SUPPLIED DATA Block Start

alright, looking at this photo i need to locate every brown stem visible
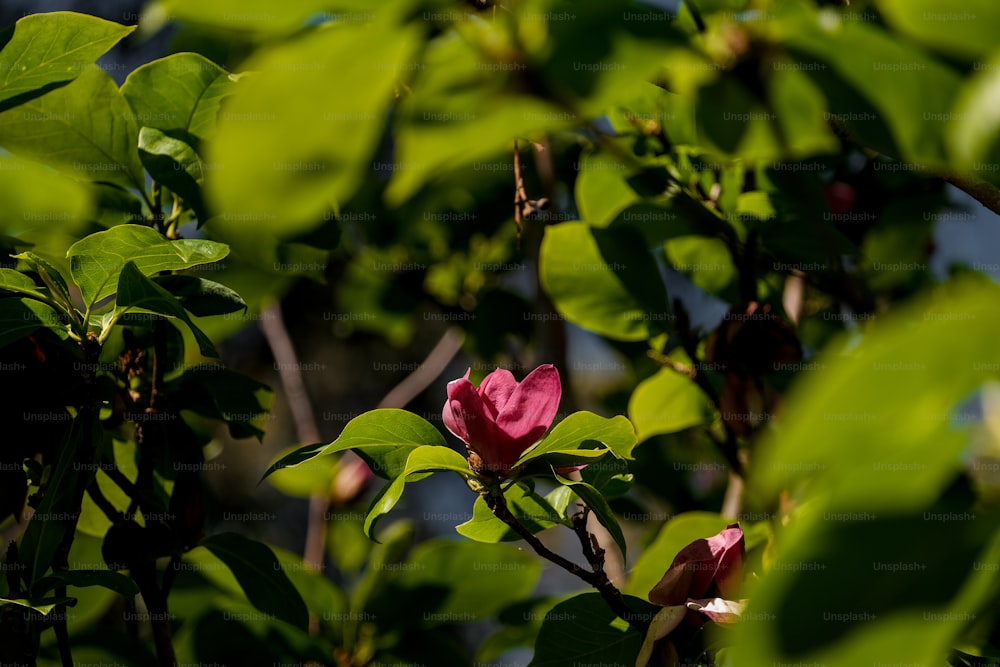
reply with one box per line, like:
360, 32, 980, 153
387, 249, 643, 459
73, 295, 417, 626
484, 490, 647, 633
943, 172, 1000, 217
259, 301, 325, 573
670, 303, 746, 478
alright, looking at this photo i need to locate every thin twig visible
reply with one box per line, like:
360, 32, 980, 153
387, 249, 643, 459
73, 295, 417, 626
485, 490, 647, 634
259, 301, 325, 573
377, 327, 465, 409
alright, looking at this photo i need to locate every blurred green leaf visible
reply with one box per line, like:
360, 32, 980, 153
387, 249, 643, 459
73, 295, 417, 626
32, 570, 138, 600
394, 540, 542, 624
875, 0, 999, 61
170, 366, 272, 440
207, 10, 421, 245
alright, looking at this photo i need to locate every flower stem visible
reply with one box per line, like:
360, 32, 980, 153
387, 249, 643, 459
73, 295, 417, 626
484, 489, 648, 634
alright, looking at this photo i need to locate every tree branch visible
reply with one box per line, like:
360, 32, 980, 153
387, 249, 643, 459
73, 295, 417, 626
484, 489, 648, 634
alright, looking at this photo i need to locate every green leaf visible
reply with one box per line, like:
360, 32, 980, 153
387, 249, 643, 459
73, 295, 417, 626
456, 483, 567, 543
0, 11, 134, 111
121, 52, 235, 144
265, 445, 337, 498
947, 53, 1000, 171
207, 11, 421, 243
348, 520, 413, 622
0, 156, 92, 236
67, 224, 229, 309
198, 532, 309, 631
733, 279, 1000, 665
516, 411, 638, 467
386, 29, 576, 205
170, 366, 272, 440
628, 368, 716, 441
159, 0, 348, 36
363, 445, 472, 538
137, 126, 208, 222
13, 252, 72, 308
20, 413, 96, 584
754, 278, 1000, 510
0, 267, 53, 304
575, 153, 641, 226
0, 298, 62, 348
624, 511, 733, 598
394, 540, 542, 623
875, 0, 999, 60
115, 262, 218, 357
529, 592, 652, 667
259, 409, 445, 482
0, 596, 76, 616
540, 222, 656, 341
153, 274, 247, 316
552, 471, 628, 560
32, 570, 139, 600
783, 10, 963, 166
0, 67, 144, 190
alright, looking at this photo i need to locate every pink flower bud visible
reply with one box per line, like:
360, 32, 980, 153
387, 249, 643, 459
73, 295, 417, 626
648, 523, 745, 607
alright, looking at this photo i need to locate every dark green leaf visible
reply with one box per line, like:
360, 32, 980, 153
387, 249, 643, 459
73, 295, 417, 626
153, 274, 247, 316
529, 592, 652, 667
553, 472, 628, 560
115, 262, 218, 357
199, 532, 309, 631
137, 126, 208, 222
32, 570, 138, 600
169, 366, 271, 440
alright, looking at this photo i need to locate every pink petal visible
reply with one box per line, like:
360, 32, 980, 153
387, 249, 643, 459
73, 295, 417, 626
443, 377, 509, 472
710, 524, 745, 600
478, 368, 518, 420
686, 597, 746, 623
649, 524, 744, 606
495, 364, 561, 447
442, 375, 475, 442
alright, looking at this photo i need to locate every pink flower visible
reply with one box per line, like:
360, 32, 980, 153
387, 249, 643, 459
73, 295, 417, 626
442, 364, 562, 476
649, 523, 745, 608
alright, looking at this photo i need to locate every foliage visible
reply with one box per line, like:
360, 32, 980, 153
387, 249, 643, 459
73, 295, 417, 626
1, 1, 1000, 666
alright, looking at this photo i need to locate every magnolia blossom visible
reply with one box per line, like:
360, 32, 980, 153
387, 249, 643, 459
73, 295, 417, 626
442, 364, 561, 476
636, 524, 747, 666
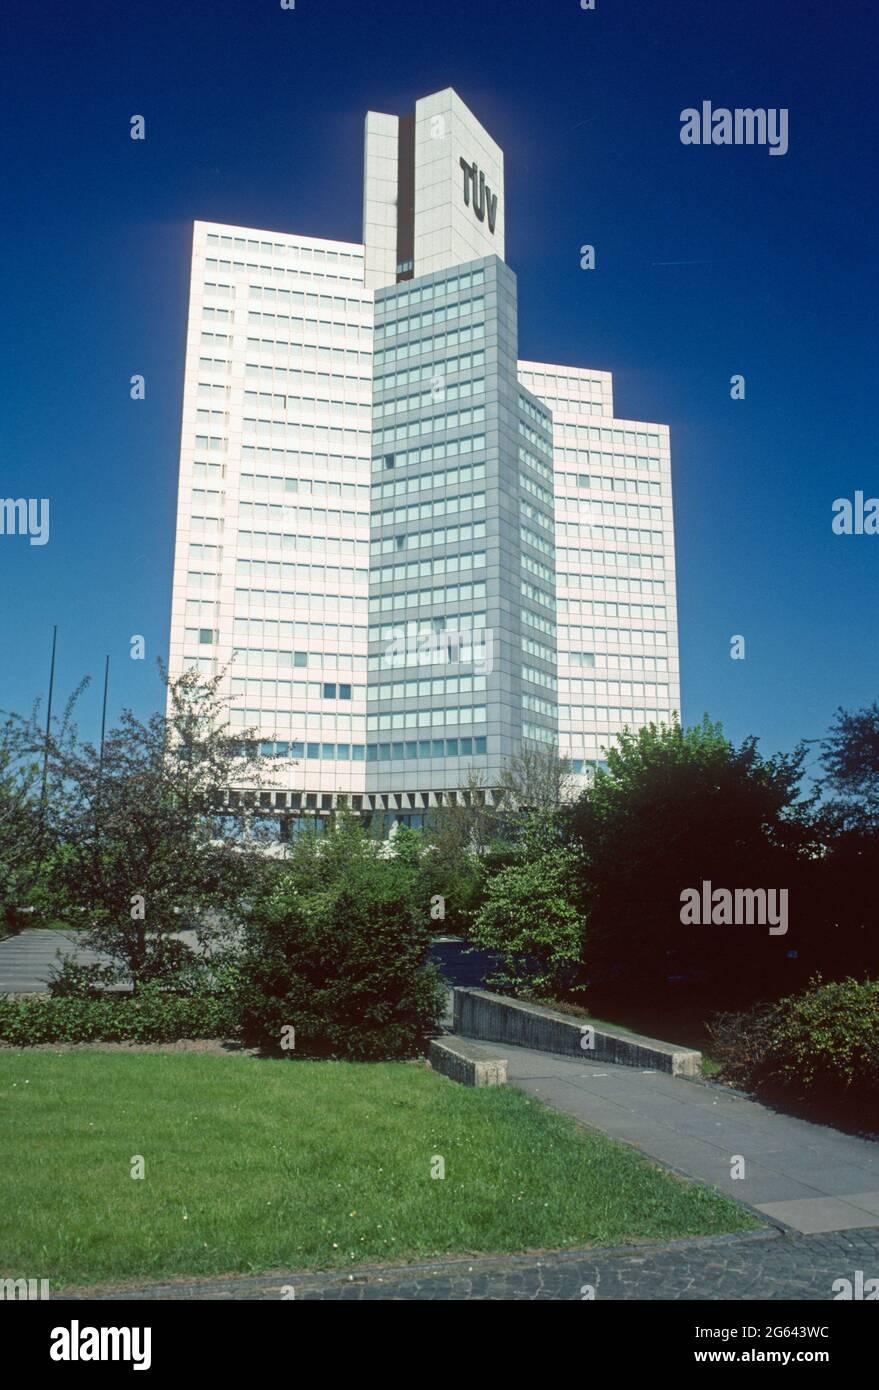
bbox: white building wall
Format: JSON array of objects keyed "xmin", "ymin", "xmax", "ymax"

SUPPLIED DATA Block End

*WORK REQUEST*: The reply should hold the lines from the top of the records through the line containing "alright, looking at this photo i need to locate every green", reproduced exactly, and no pictures.

*RESPONSE*:
alright, looking at this photo i need to locate every brown stem visible
reply with one box per line, like:
360, 32, 980, 153
387, 249, 643, 459
73, 295, 417, 626
484, 490, 647, 633
943, 172, 1000, 217
259, 301, 325, 573
670, 303, 746, 478
alright, looking at this photo i need to locate every thin twig visible
reply with one box per line, like:
360, 32, 980, 153
387, 249, 643, 459
73, 295, 417, 626
485, 490, 647, 634
259, 301, 325, 573
377, 327, 465, 409
alright, looking at this photo i need to locate every blurred green leaf visible
reply with one box per line, like:
360, 32, 980, 153
387, 249, 643, 459
73, 295, 417, 626
32, 570, 138, 600
394, 540, 542, 624
875, 0, 999, 61
170, 366, 272, 440
207, 10, 421, 245
alright, looking at this photo i need to locate every flower stem visible
reply with one box per line, like:
360, 32, 980, 153
387, 249, 643, 459
73, 295, 417, 626
484, 489, 648, 634
alright, looking at this photo i need to locate every tree branch visible
reply with one box per line, like:
360, 32, 980, 153
387, 249, 643, 459
73, 295, 417, 626
484, 489, 648, 634
alright, looking at this photo i need to locate every green leaf visible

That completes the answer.